— start —

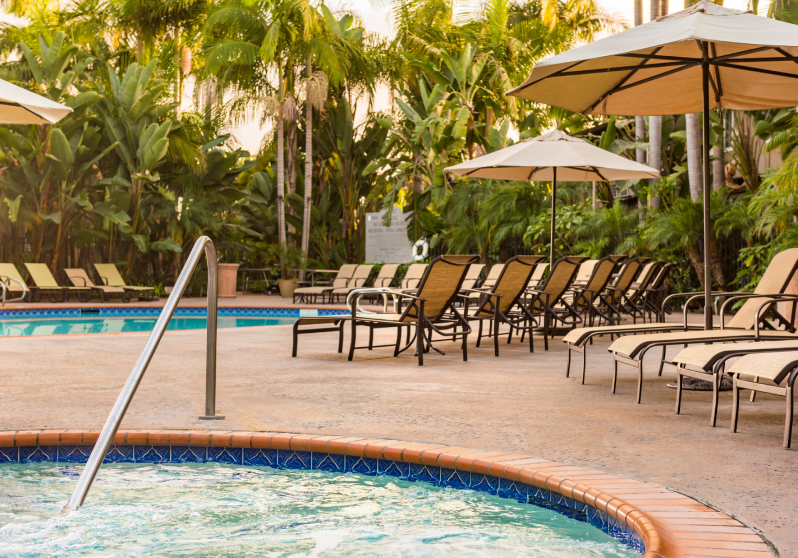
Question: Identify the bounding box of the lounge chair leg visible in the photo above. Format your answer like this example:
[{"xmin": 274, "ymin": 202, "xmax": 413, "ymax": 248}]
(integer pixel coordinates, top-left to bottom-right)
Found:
[
  {"xmin": 416, "ymin": 324, "xmax": 424, "ymax": 366},
  {"xmin": 565, "ymin": 344, "xmax": 571, "ymax": 378},
  {"xmin": 730, "ymin": 375, "xmax": 740, "ymax": 432},
  {"xmin": 782, "ymin": 376, "xmax": 794, "ymax": 449},
  {"xmin": 393, "ymin": 327, "xmax": 410, "ymax": 356},
  {"xmin": 637, "ymin": 364, "xmax": 643, "ymax": 405},
  {"xmin": 493, "ymin": 320, "xmax": 500, "ymax": 356},
  {"xmin": 544, "ymin": 314, "xmax": 549, "ymax": 351},
  {"xmin": 582, "ymin": 346, "xmax": 587, "ymax": 385},
  {"xmin": 346, "ymin": 320, "xmax": 357, "ymax": 360}
]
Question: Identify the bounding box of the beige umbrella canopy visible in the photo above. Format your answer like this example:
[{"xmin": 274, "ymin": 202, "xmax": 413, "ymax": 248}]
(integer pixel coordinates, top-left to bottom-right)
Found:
[
  {"xmin": 507, "ymin": 0, "xmax": 798, "ymax": 115},
  {"xmin": 0, "ymin": 80, "xmax": 72, "ymax": 124},
  {"xmin": 446, "ymin": 130, "xmax": 659, "ymax": 263},
  {"xmin": 507, "ymin": 0, "xmax": 798, "ymax": 329}
]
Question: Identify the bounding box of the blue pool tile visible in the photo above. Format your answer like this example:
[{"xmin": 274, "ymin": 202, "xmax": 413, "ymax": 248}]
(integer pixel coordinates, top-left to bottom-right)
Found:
[
  {"xmin": 277, "ymin": 451, "xmax": 312, "ymax": 469},
  {"xmin": 311, "ymin": 453, "xmax": 345, "ymax": 473},
  {"xmin": 378, "ymin": 459, "xmax": 410, "ymax": 479},
  {"xmin": 103, "ymin": 446, "xmax": 136, "ymax": 463},
  {"xmin": 0, "ymin": 448, "xmax": 19, "ymax": 463},
  {"xmin": 19, "ymin": 446, "xmax": 58, "ymax": 463},
  {"xmin": 408, "ymin": 463, "xmax": 441, "ymax": 484},
  {"xmin": 58, "ymin": 446, "xmax": 94, "ymax": 463},
  {"xmin": 208, "ymin": 447, "xmax": 243, "ymax": 465},
  {"xmin": 498, "ymin": 479, "xmax": 527, "ymax": 503},
  {"xmin": 244, "ymin": 448, "xmax": 278, "ymax": 469},
  {"xmin": 469, "ymin": 473, "xmax": 499, "ymax": 494},
  {"xmin": 172, "ymin": 446, "xmax": 208, "ymax": 463},
  {"xmin": 345, "ymin": 455, "xmax": 380, "ymax": 476},
  {"xmin": 441, "ymin": 469, "xmax": 471, "ymax": 489},
  {"xmin": 133, "ymin": 446, "xmax": 170, "ymax": 463}
]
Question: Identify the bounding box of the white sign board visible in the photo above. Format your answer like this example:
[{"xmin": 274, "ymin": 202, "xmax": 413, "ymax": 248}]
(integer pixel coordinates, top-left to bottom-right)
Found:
[{"xmin": 366, "ymin": 206, "xmax": 411, "ymax": 263}]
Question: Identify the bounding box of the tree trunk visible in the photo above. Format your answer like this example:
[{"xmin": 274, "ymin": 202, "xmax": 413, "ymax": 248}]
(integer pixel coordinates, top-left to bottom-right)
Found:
[
  {"xmin": 712, "ymin": 145, "xmax": 726, "ymax": 190},
  {"xmin": 687, "ymin": 244, "xmax": 704, "ymax": 289},
  {"xmin": 285, "ymin": 97, "xmax": 298, "ymax": 234},
  {"xmin": 301, "ymin": 82, "xmax": 313, "ymax": 270},
  {"xmin": 648, "ymin": 116, "xmax": 662, "ymax": 209},
  {"xmin": 277, "ymin": 106, "xmax": 286, "ymax": 246},
  {"xmin": 685, "ymin": 113, "xmax": 703, "ymax": 203}
]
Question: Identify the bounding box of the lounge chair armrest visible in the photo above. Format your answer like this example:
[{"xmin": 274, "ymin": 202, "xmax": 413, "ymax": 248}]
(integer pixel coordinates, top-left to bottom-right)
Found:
[{"xmin": 756, "ymin": 294, "xmax": 798, "ymax": 339}]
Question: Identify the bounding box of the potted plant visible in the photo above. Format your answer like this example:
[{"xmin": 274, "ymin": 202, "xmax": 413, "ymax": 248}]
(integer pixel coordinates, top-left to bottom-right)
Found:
[{"xmin": 269, "ymin": 244, "xmax": 307, "ymax": 298}]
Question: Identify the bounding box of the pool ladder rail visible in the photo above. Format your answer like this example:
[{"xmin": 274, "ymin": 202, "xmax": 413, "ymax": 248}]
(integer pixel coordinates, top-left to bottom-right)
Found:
[
  {"xmin": 0, "ymin": 275, "xmax": 28, "ymax": 308},
  {"xmin": 67, "ymin": 236, "xmax": 224, "ymax": 510}
]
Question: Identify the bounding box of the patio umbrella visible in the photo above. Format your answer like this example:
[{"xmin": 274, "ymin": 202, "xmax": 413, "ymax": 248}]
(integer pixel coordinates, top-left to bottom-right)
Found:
[
  {"xmin": 446, "ymin": 130, "xmax": 659, "ymax": 263},
  {"xmin": 0, "ymin": 79, "xmax": 72, "ymax": 124},
  {"xmin": 507, "ymin": 0, "xmax": 798, "ymax": 328}
]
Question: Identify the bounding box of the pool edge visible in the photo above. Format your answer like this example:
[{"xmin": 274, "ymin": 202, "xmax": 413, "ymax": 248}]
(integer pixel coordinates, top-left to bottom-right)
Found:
[{"xmin": 0, "ymin": 430, "xmax": 778, "ymax": 558}]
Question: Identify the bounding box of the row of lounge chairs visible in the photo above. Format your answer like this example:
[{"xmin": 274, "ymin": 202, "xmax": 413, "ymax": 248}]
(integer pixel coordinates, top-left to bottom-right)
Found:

— end —

* [Exercise description]: Rewrite the part of the records that opens with the line containing "Question: Identify the bounding box of the lounge chair armrest" and runs through the end of the records, copying every line in full. Increase each coordinate in the answers by 69, and leave the sample coordinates shown for formatting unchanged.

* [Right answer]:
Question: Identify the bounding box of the lounge chair armrest visible in the photo above. Format your answer like this example:
[{"xmin": 274, "ymin": 202, "xmax": 413, "ymax": 248}]
(integer pixel coordinates, top-left to bottom-right)
Found:
[{"xmin": 825, "ymin": 363, "xmax": 867, "ymax": 408}]
Question: Identify the bounding box of the potted plant visible in the photo above. Format your answer like this example:
[{"xmin": 274, "ymin": 202, "xmax": 413, "ymax": 248}]
(integer pixel coordinates, top-left to bottom-right)
Found:
[{"xmin": 338, "ymin": 313, "xmax": 376, "ymax": 367}]
Question: Identify the bounding box of the pool ladder rail visible in the photo above. Format your answer like this example:
[{"xmin": 274, "ymin": 202, "xmax": 413, "ymax": 248}]
(integer pixel coordinates, top-left to bottom-right)
Found:
[
  {"xmin": 69, "ymin": 344, "xmax": 97, "ymax": 377},
  {"xmin": 136, "ymin": 305, "xmax": 293, "ymax": 579}
]
Question: Identify the bounding box of the patio umbrella visible in the photo above. Format your answer like this example:
[{"xmin": 274, "ymin": 202, "xmax": 413, "ymax": 248}]
(integer pixel coordinates, top-left to bottom-right)
Found:
[
  {"xmin": 515, "ymin": 199, "xmax": 728, "ymax": 332},
  {"xmin": 69, "ymin": 148, "xmax": 141, "ymax": 193},
  {"xmin": 576, "ymin": 69, "xmax": 867, "ymax": 397}
]
Question: Identify the bounding box of the pool edge visible in the photo above. Format your answer like this example:
[{"xmin": 274, "ymin": 202, "xmax": 413, "ymax": 248}]
(integer pixel coordinates, top-left to bottom-right)
Found:
[{"xmin": 69, "ymin": 499, "xmax": 847, "ymax": 627}]
Question: Identify the bounding box of the row of lounge chairs visible in the photo above. Format your answer like this example:
[{"xmin": 274, "ymin": 202, "xmax": 413, "ymax": 248}]
(integer pixel coordinates, top-left to bottom-right)
Found:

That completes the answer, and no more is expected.